*What is needed*. Transcribe the material below word for word, leaving out the pictures.

*Dataset*.
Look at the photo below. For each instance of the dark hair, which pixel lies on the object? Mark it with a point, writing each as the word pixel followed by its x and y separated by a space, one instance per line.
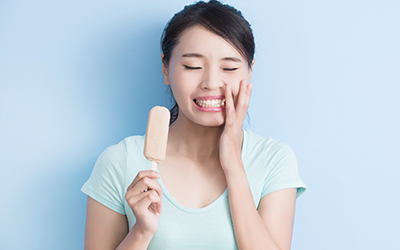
pixel 221 19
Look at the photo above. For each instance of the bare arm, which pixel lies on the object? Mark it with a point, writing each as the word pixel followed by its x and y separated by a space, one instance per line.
pixel 269 228
pixel 108 230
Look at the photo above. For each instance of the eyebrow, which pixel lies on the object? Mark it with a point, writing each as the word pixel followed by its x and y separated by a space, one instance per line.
pixel 233 59
pixel 192 55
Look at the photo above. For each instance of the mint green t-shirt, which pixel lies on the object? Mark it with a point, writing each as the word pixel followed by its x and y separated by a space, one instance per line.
pixel 270 166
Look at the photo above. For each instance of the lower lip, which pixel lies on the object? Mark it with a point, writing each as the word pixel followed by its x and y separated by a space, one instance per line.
pixel 210 109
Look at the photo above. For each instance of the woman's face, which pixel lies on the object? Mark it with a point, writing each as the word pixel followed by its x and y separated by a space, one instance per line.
pixel 201 65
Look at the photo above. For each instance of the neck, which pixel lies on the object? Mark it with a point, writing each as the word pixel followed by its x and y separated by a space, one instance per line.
pixel 194 141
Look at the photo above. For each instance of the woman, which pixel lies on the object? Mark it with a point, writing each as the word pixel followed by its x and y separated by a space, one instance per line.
pixel 220 187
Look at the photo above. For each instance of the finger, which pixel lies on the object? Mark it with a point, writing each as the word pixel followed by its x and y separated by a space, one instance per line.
pixel 242 102
pixel 146 184
pixel 147 173
pixel 151 200
pixel 242 96
pixel 228 97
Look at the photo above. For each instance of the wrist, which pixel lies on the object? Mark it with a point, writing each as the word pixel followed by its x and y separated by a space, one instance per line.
pixel 141 234
pixel 234 171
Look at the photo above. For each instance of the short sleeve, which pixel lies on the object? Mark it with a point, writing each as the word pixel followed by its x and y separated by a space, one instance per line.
pixel 107 180
pixel 282 170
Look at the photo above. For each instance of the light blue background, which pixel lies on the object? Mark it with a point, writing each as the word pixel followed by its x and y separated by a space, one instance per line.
pixel 78 76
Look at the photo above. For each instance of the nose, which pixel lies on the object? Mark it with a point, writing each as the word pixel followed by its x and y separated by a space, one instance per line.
pixel 211 80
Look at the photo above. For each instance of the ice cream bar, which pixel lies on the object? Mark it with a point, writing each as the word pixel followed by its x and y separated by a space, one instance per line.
pixel 155 145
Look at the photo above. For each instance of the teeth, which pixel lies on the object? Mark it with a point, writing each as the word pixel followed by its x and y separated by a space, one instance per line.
pixel 215 103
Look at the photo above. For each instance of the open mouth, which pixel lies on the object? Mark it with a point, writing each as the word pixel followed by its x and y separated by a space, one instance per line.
pixel 212 103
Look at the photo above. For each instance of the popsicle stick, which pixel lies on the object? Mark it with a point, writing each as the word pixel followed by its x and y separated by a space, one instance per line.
pixel 154 165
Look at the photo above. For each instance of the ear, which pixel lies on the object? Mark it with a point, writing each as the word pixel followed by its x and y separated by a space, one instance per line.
pixel 164 70
pixel 251 68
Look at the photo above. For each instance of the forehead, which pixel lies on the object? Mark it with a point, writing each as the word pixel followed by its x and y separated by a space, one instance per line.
pixel 199 40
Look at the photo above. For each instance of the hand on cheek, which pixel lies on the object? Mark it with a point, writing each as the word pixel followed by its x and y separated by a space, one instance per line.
pixel 231 138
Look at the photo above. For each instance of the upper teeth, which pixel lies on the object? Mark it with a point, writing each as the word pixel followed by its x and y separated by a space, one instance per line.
pixel 215 103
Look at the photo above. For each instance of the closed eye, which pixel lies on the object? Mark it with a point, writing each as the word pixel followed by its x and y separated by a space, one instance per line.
pixel 188 67
pixel 230 69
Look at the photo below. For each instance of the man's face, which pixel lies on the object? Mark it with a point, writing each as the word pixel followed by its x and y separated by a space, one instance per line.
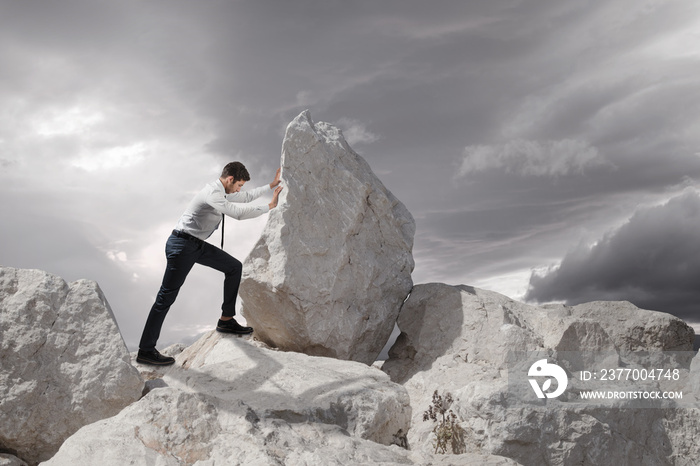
pixel 232 186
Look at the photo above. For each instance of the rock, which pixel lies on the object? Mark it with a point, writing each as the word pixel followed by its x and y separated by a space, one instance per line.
pixel 230 401
pixel 170 427
pixel 465 341
pixel 295 387
pixel 64 363
pixel 10 460
pixel 334 261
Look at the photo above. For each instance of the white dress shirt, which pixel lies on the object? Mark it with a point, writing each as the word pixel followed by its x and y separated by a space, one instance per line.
pixel 203 214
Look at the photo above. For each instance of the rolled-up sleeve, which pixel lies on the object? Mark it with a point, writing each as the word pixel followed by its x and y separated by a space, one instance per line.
pixel 229 204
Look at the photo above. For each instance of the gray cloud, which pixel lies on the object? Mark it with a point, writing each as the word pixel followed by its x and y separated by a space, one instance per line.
pixel 653 261
pixel 497 123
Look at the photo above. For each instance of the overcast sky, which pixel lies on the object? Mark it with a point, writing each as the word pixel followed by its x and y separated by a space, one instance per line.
pixel 548 150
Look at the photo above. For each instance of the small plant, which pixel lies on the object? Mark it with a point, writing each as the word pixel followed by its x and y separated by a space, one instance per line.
pixel 447 430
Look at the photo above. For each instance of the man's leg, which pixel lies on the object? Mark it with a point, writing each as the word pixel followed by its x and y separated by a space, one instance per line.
pixel 232 268
pixel 182 255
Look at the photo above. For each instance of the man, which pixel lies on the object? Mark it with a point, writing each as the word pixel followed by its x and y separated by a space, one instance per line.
pixel 186 246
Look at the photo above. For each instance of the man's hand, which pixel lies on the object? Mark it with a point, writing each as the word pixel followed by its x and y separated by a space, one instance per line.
pixel 275 195
pixel 277 178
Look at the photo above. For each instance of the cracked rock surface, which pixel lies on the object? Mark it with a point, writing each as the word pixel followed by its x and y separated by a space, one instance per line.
pixel 334 262
pixel 64 363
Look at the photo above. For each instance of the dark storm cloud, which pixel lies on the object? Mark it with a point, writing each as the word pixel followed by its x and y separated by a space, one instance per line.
pixel 511 130
pixel 652 261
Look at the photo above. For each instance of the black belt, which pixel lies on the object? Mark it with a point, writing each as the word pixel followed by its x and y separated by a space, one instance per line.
pixel 187 236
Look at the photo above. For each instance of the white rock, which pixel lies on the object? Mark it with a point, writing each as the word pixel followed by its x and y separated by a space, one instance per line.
pixel 174 427
pixel 334 262
pixel 229 401
pixel 462 340
pixel 64 363
pixel 10 460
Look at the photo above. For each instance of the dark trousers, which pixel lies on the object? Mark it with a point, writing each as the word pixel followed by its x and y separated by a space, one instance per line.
pixel 182 253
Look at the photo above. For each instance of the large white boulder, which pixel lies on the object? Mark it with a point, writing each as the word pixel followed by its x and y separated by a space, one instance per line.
pixel 230 401
pixel 466 342
pixel 64 363
pixel 334 262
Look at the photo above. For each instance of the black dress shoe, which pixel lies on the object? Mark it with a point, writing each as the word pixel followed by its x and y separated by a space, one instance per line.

*Exercise solution*.
Look at the photo below. For each instance of the dark hair, which pixel lies on the object? Mark it with a point, writing each as the word pixel followed by its x and y separated by a space, one instance per line.
pixel 221 19
Look at the photo above. For each instance of the bare arm, which pixel lies on the object? Mark it with a point, writing each as the word pixel followed by its x and y separated by a space, one instance per line.
pixel 269 228
pixel 108 230
Look at the photo above. For each instance of the eyebrow, which pixel lies on the object? Mark it with a point, writing each as the word pixel followed by its x and y separated by a space, one instance per line.
pixel 233 59
pixel 192 55
Look at the photo above. For each instance of the mint green t-shirt, which pixel lies on the object? Mark it with a point, writing each as the word pixel followed by its x and y separated by a space, one instance per line.
pixel 270 166
Look at the photo above. For each instance of the lower lip, which pixel lies on the object? Mark it with a point, writing each as the word pixel followed by its x and y separated by a space, one instance per line.
pixel 210 109
Look at the photo above. For each instance of the woman's face, which pixel lies on the object? Mark it with a point, writing each as the word pixel followed by its x and y separated by a space, one instance per line.
pixel 201 65
Look at the photo above. For each instance of the neck, which pixel lies on the object? Mark it with a point, writing each as the word pixel followed by its x and y separated by a space, one instance per line.
pixel 194 141
Look at the photo above. For each instance of the woman, which pixel lies on the object? Mark it with a point, writing each as the word pixel followed by its x and y separated by a space, one instance per line.
pixel 220 187
Look at the photo above. For each instance of the finger, which pixel lies on the object? Mark it with a point, writing each as the word pixel followed by its x and y separated by a space, one instance per line.
pixel 242 102
pixel 146 184
pixel 147 173
pixel 151 200
pixel 242 96
pixel 228 97
Look at the photo above. For each instance of the wrist, which pixel lies on the object? Mark it with a point, writing each as the word pixel followed by its x and y separated by a space, one instance per line.
pixel 141 234
pixel 234 171
Look at the photo above. For each instance of the short sleeve, which pixel lies on the object? Mark it with a point, writing each as the word pixel followed by its x and y separated by a space, one instance per line.
pixel 107 180
pixel 282 170
Look at the photo above. For each instance of the light blue background, which pixel lies on the object? Mark it with a point, writing each as the word pixel followed by its x and y separated by a space, one instance per line.
pixel 78 76
Look at the photo above. For each instance of the nose, which pixel lies on the object? Mark it with a point, writing each as the word pixel followed by its x and y separated by a space, one instance per line.
pixel 211 80
Look at the photo above. For each instance of the ice cream bar, which pixel lies on the object? Mark it with a point, writing each as the word pixel followed by its x and y separated by a space, one instance per line.
pixel 155 145
Look at the photo above. For each instance of the teeth, which pixel lies on the object? Mark it with a point, writing each as the word pixel followed by its x and y separated by a space, one instance per line.
pixel 215 103
Look at the photo above. For each instance of the open mouth, which pixel lies on the object? Mark it with a point, writing each as the word pixel followed by its x and y separated by a space, one instance per line.
pixel 212 103
Look at the photo above. For each instance of the popsicle stick, which pixel lies on the object? Mark it with a point, writing each as the word pixel followed by its x and y separated by a space, one instance per line.
pixel 154 165
Look at the photo above. For each instance of the ear, which pixel lies on the object? Mark it with a point, writing each as the word pixel followed by its x and y separated by a space, one instance per line.
pixel 164 70
pixel 251 68
Look at the photo above. For each instance of the forehead, which pixel lies on the object? Mark it with a point, writing each as the word pixel followed by its x and y separated by a space, one instance per line.
pixel 199 40
Look at the photo above. For each instance of the hand on cheek, which pixel lies on the object? Mark it with a point, writing each as the word pixel followed by its x and y separated by a space, one instance per line.
pixel 231 138
Look at the photo above. For each instance of the upper teeth, which pixel lies on the object? Mark it with a point, writing each as the word pixel followed by its x and y separated by a space, one instance per line.
pixel 215 103
Look at the photo above. For each instance of the closed eye, which pixel lies on the object? Mark it with a point, writing each as the word pixel followed by its x and y separated by a space, one instance per line.
pixel 188 67
pixel 230 69
Look at the photo below. For each instance of the man's face, which pixel lies on the object? Mark it with a point, writing each as the word pixel followed by its x and y separated by a space, one instance per line.
pixel 232 186
Look at the photo above. For each instance of the rock, which pixel lies on the object? Mark it with a point, writing each as the word pixel followed by its x and y separated by a space, one instance per line.
pixel 230 401
pixel 170 427
pixel 465 341
pixel 295 387
pixel 64 363
pixel 10 460
pixel 334 261
Look at the photo above. For each instance of the white dress shirt, which pixel lies on the object? Mark it with a point, writing each as the word pixel followed by its x and y separated by a space, one instance per line.
pixel 203 214
Look at the photo above. For each instance of the rolled-up sleeve, which pixel lies on the object? Mark it with a point, writing each as the word pixel followed by its x and y separated by a space, one instance per line.
pixel 229 204
Look at the photo above. For each instance of the gray cloud, which pixel lies on the object? Mark it with a point, writing each as the word pixel followed by its x and y separated by a space, one instance per line.
pixel 653 261
pixel 497 123
Look at the photo above. For each instance of the overcast sky, which pixel lies on the object? Mark it with a point, writing each as the word pixel followed by its x and y separated by a space, one instance per line.
pixel 548 150
Look at the photo above. For each instance of the small plant, which pixel lies on the object? Mark it with a point, writing each as the word pixel followed by its x and y separated by a space, one instance per line.
pixel 447 430
Look at the photo above. For each instance of the man's leg, which pixel lies on the object? Mark it with a point, writing each as the word pixel followed by its x and y separated by a space, one instance per line.
pixel 232 268
pixel 182 255
Look at the photo above. For each instance of the man, which pixel lies on the object? Mark it with a point, writing each as the word pixel followed by its x and y separated by a space, one instance per line.
pixel 186 246
Look at the photo above. For each instance of the man's hand, which pixel lies on the object? Mark it with a point, writing each as the word pixel followed by its x and y separated by a space, one instance per line.
pixel 275 195
pixel 277 178
Look at the photo above. For each instance of the cracked rock surface, which pixel lies on the object? Mark it with a point, writing each as the word pixel followed by its x and y separated by a space, one instance per line.
pixel 334 262
pixel 64 363
Look at the photo above. For each instance of the dark storm cloud, which pixel lies on the object? Mark it with a point, writing each as the word pixel followed by its x and y separated by a space, one instance per line.
pixel 511 130
pixel 652 261
Look at the photo above. For each instance of the black belt, which pixel lies on the object? Mark it with a point, writing each as the word pixel followed by its x and y separated by a space, one instance per line.
pixel 187 236
Look at the photo above. For each instance of the white rock, which pixel lies on the object? Mark it with a point, writing each as the word pixel followed by its x and y separated by a space, one instance per line.
pixel 174 427
pixel 334 262
pixel 229 401
pixel 462 340
pixel 64 363
pixel 10 460
Look at the photo above. For each instance of the dark trousers, which pixel lies on the object? Mark it with a point, writing each as the word pixel followed by its x and y separated by a space, one instance per line.
pixel 182 253
Look at the photo above. For each instance of the large white boulder, which pixel lies on the object? Mark it with a point, writing each as the word pixel followed by its x and y separated by a space, one instance per line.
pixel 230 401
pixel 466 342
pixel 64 363
pixel 334 262
Look at the photo above. For each instance of the black dress shoe, which pixel lies on the object? Mark it with a point, writing each as the word pixel followed by its x and y separated by a space, one instance per line.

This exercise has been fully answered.